>> Begin Material provided
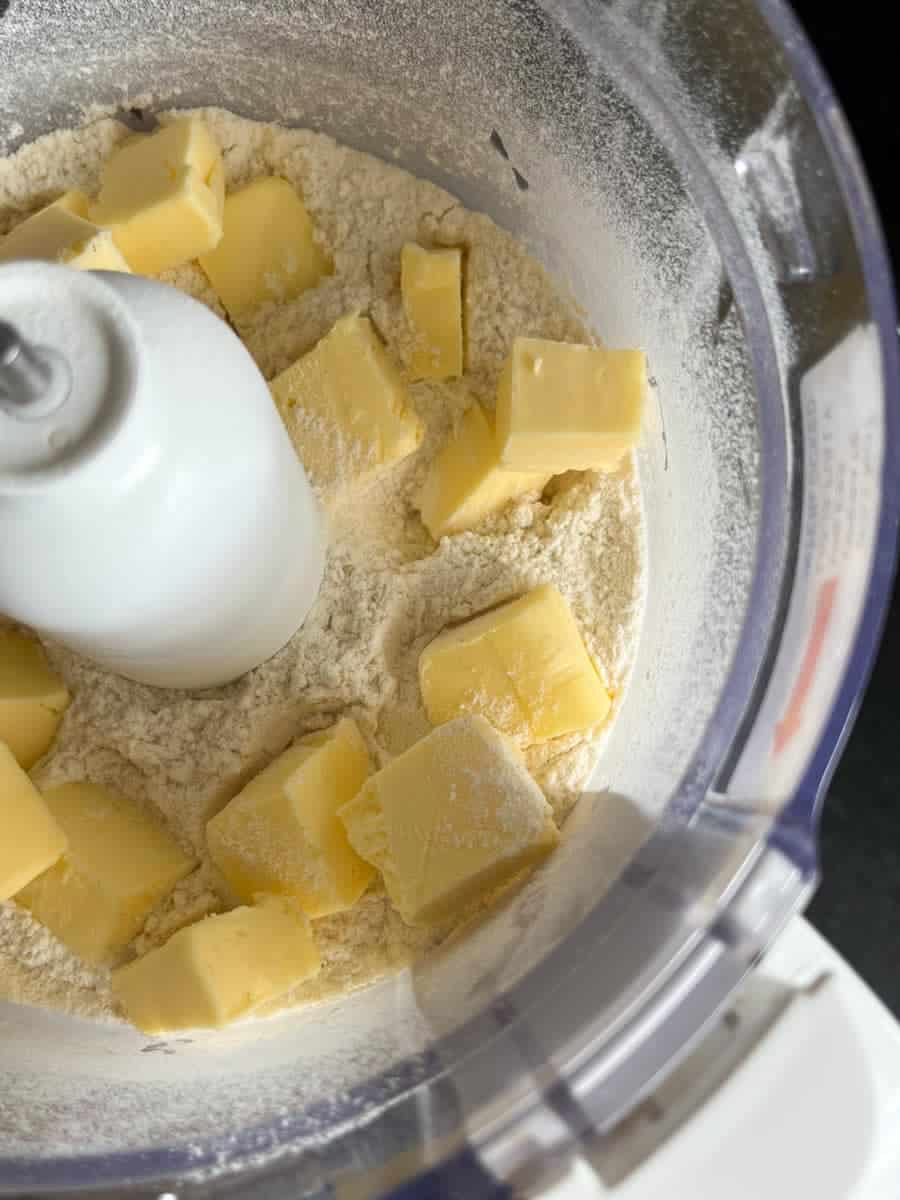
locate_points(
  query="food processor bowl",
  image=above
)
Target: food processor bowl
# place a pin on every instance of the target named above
>> End Material provided
# Given request
Reproduce every line of the items above without any change, but leave the pictures out.

# Answer below
locate_points(
  query="food processor bowl",
  image=above
)
Target: food processor bowl
# place a pin on every instance of the target named above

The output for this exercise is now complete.